Winner of the Hugo and Nebula Awards
In order to develop a secure defense against a hostile alien race’s next attack, government agencies breed child geniuses and train them as soldiers. A brilliant young boy, Andrew “Ender” Wiggin lives with his kind but distant parents, his sadistic brother Peter, and the person he loves more than anyone else, his sister Valentine. Peter and Valentine were candidates for the soldier-training program but didn’t make the cut—young Ender is the Wiggin drafted to the orbiting Battle School for rigorous military training.
Ender’s skills make him a leader in school and respected in the Battle Room, where children play at mock battles in zero gravity. Yet growing up in an artificial community of young soldiers Ender suffers greatly from isolation, rivalry from his peers, pressure from the adult teachers, and an unsettling fear of the alien invaders. His psychological battles include loneliness, fear that he is becoming like the cruel brother he remembers, and fanning the flames of devotion to his beloved sister.

--- WORK REQUEST 1 ---
According to the book description, where do children play at mock battles in zero gravity?
--- WORK REQUEST 2 ---
Please write out the part of the book description starting with "Winner of the" and going on through "rigorous military training.".

--- DATA EXCERPT ---
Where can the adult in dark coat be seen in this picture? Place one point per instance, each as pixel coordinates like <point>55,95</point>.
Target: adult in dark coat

--- TASK ANSWER 1 ---
In the Battle Room.

--- TASK ANSWER 2 ---
Winner of the Hugo and Nebula Awards
In order to develop a secure defense against a hostile alien race’s next attack, government agencies breed child geniuses and train them as soldiers. A brilliant young boy, Andrew “Ender” Wiggin lives with his kind but distant parents, his sadistic brother Peter, and the person he loves more than anyone else, his sister Valentine. Peter and Valentine were candidates for the soldier-training program but didn’t make the cut—young Ender is the Wiggin drafted to the orbiting Battle School for rigorous military training.